-- START Data in this exercise --

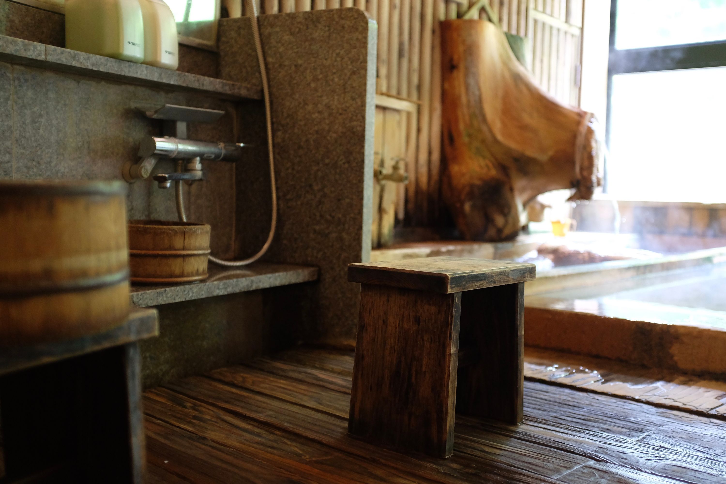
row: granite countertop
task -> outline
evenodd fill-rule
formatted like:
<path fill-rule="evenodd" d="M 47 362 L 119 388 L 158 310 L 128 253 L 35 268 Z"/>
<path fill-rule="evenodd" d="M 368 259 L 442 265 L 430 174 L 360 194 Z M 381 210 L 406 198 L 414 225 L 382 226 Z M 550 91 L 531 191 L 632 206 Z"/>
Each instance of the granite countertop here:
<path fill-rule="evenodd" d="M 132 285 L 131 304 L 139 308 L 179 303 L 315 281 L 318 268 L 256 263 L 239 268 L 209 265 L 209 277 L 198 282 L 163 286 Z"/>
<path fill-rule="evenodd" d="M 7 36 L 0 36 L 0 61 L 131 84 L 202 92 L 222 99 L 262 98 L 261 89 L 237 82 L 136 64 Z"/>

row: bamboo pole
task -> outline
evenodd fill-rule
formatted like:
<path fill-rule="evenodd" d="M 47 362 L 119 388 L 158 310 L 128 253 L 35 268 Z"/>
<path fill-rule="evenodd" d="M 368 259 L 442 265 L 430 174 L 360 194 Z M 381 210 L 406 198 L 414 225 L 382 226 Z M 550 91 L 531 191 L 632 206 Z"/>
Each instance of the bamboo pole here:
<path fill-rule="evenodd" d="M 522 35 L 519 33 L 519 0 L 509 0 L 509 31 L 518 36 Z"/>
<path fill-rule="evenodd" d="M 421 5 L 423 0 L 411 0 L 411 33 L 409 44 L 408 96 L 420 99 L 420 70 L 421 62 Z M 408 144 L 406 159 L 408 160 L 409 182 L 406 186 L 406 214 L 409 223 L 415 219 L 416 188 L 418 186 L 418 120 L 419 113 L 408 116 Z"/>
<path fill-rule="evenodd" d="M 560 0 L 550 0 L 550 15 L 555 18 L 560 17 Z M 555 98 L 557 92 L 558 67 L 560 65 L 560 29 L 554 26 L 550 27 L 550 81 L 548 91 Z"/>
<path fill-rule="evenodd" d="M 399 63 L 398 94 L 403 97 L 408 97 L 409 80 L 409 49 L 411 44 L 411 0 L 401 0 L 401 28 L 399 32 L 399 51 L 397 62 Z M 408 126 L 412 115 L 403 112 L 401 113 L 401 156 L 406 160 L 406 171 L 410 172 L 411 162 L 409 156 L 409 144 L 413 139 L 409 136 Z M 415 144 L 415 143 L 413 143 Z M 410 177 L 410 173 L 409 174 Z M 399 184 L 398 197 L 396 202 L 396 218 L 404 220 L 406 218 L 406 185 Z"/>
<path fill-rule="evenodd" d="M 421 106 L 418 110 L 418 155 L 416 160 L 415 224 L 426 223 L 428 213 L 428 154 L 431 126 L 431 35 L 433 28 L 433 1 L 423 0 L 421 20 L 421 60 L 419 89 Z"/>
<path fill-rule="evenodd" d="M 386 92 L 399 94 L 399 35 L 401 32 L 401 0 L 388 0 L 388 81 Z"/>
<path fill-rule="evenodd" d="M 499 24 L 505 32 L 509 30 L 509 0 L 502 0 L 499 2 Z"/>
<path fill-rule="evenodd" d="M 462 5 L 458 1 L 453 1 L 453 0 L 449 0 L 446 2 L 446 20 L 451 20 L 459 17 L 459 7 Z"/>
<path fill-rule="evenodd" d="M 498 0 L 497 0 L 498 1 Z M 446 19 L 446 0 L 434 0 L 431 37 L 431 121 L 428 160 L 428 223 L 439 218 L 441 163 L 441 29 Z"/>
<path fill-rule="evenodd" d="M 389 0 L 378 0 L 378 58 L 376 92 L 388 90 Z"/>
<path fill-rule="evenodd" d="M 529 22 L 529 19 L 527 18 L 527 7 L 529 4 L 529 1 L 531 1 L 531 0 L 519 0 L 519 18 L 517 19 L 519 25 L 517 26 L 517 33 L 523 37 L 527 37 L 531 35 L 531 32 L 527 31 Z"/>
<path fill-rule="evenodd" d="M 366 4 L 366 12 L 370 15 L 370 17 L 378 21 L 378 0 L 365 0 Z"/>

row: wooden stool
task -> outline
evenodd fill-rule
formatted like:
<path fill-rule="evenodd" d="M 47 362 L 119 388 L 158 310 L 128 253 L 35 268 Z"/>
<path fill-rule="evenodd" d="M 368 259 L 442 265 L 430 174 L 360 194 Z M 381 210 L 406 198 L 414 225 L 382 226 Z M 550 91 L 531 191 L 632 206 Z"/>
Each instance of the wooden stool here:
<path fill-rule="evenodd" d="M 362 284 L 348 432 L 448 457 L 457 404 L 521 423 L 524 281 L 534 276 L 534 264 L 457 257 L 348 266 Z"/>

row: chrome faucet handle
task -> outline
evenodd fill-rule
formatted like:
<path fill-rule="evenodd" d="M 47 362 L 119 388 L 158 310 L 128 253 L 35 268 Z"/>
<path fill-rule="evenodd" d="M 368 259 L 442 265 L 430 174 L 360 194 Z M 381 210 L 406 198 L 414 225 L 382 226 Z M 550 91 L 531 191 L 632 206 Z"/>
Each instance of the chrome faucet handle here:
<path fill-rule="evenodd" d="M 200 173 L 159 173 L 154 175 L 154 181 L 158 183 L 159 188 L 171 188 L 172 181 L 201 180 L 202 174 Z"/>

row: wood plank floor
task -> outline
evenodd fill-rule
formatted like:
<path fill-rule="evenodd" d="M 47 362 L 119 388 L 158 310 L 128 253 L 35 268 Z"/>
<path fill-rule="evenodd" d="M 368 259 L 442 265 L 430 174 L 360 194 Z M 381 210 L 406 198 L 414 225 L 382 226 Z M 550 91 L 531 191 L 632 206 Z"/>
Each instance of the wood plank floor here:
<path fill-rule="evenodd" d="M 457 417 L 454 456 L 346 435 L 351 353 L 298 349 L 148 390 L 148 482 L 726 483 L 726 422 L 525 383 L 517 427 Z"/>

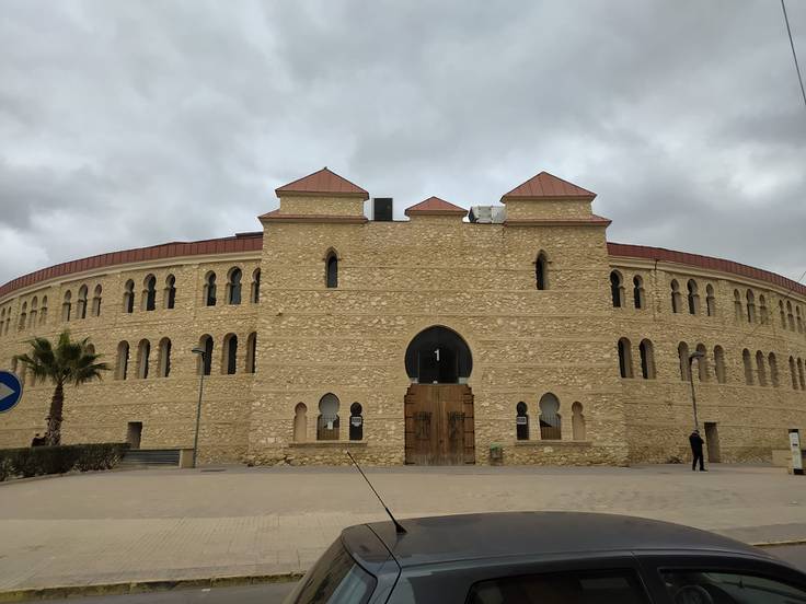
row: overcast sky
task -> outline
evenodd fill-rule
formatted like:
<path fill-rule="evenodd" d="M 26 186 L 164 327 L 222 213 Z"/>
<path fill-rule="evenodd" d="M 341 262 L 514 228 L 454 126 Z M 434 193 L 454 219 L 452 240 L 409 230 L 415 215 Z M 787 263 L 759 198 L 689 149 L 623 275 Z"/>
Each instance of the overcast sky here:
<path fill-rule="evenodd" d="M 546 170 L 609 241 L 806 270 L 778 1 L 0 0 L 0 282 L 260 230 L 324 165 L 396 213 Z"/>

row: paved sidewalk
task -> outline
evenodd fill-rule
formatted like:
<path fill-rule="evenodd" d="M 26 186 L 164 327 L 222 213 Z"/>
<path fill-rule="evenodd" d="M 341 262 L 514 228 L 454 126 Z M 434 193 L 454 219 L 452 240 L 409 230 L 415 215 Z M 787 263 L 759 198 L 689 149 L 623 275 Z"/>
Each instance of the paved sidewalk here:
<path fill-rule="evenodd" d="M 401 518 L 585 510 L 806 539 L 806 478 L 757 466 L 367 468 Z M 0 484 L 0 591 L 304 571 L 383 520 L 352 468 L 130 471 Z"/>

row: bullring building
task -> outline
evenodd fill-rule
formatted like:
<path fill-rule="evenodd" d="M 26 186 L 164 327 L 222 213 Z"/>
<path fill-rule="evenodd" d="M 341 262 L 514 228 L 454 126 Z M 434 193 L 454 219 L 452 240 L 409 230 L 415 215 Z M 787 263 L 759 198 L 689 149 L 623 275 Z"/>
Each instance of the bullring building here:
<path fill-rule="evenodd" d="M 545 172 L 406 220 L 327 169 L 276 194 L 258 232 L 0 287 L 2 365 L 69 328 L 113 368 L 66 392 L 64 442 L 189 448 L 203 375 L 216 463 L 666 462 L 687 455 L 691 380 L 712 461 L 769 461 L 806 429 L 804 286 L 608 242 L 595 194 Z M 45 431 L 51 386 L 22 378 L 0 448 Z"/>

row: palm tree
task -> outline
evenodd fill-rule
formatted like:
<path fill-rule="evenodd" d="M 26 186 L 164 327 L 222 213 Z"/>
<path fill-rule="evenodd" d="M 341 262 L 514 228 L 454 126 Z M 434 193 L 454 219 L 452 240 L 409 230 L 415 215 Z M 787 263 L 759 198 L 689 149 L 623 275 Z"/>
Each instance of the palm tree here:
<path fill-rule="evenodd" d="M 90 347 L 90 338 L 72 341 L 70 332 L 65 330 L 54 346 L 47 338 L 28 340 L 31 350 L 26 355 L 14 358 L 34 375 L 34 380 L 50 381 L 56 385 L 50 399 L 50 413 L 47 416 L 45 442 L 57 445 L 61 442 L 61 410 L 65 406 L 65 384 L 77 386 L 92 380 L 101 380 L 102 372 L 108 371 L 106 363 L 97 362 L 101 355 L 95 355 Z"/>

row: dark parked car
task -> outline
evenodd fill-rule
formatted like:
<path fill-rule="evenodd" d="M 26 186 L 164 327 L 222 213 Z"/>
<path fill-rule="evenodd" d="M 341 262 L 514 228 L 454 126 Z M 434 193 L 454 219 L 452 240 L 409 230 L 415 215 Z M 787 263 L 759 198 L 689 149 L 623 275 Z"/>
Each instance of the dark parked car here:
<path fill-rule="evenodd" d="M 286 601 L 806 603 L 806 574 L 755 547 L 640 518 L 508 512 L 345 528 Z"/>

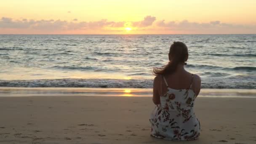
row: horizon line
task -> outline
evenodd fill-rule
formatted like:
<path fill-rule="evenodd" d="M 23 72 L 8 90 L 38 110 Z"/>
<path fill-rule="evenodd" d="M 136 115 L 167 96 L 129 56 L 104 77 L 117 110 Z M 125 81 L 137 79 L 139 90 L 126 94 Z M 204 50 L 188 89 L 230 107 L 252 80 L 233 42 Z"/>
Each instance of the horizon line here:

-- END Data in this exercise --

## What you will do
Return, verbatim, the lines between the one containing "row: wooden stool" and the one containing "200 173 L 159", both included.

## Full response
row: wooden stool
task -> outline
evenodd fill-rule
formatted like:
<path fill-rule="evenodd" d="M 47 362 L 119 388 L 158 310 L 128 253 L 35 268 Z"/>
<path fill-rule="evenodd" d="M 368 259 L 442 265 L 430 174 L 360 194 Z M 381 210 L 406 198 L 414 225 L 382 226 Z M 550 91 L 531 191 L 632 206 Z"/>
Each instance of the wooden stool here:
<path fill-rule="evenodd" d="M 362 284 L 348 432 L 448 457 L 457 404 L 521 423 L 524 281 L 534 276 L 534 264 L 457 257 L 348 266 Z"/>

row: chrome faucet handle
task -> outline
evenodd fill-rule
formatted like:
<path fill-rule="evenodd" d="M 47 362 L 119 388 L 158 310 L 128 253 L 35 268 Z"/>
<path fill-rule="evenodd" d="M 368 259 L 442 265 L 430 174 L 360 194 Z M 381 210 L 406 198 L 414 225 L 382 226 Z M 550 91 L 531 191 L 632 206 Z"/>
Each instance of the chrome faucet handle here:
<path fill-rule="evenodd" d="M 200 173 L 159 173 L 154 175 L 154 181 L 158 183 L 159 188 L 171 188 L 172 181 L 201 180 L 202 174 Z"/>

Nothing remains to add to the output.